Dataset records

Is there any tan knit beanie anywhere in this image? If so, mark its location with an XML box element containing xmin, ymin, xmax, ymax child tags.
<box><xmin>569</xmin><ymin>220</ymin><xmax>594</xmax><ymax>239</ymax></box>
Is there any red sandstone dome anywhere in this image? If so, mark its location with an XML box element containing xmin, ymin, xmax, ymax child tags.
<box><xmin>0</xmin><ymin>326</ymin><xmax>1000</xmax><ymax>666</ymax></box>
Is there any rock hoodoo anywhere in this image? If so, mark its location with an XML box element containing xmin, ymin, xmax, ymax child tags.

→ STATED GOAL: Lay out the lines above as a numbered list, leaving out any blank lines.

→ REPLY TO THE TASK:
1. Is there any tan knit beanie anywhere in this image? If so, mark its location with an XML box element containing xmin, ymin, xmax, ymax child tags.
2. <box><xmin>569</xmin><ymin>220</ymin><xmax>594</xmax><ymax>239</ymax></box>
3. Is there any red sandstone dome anywhere in this image? If so, mark its location with an XML box element containing xmin, ymin, xmax, ymax child tags.
4. <box><xmin>0</xmin><ymin>326</ymin><xmax>1000</xmax><ymax>666</ymax></box>
5. Is there any rock hoodoo anywhere in this image? If so, mark its location with an XML box element containing xmin, ymin, xmax, ymax child tags.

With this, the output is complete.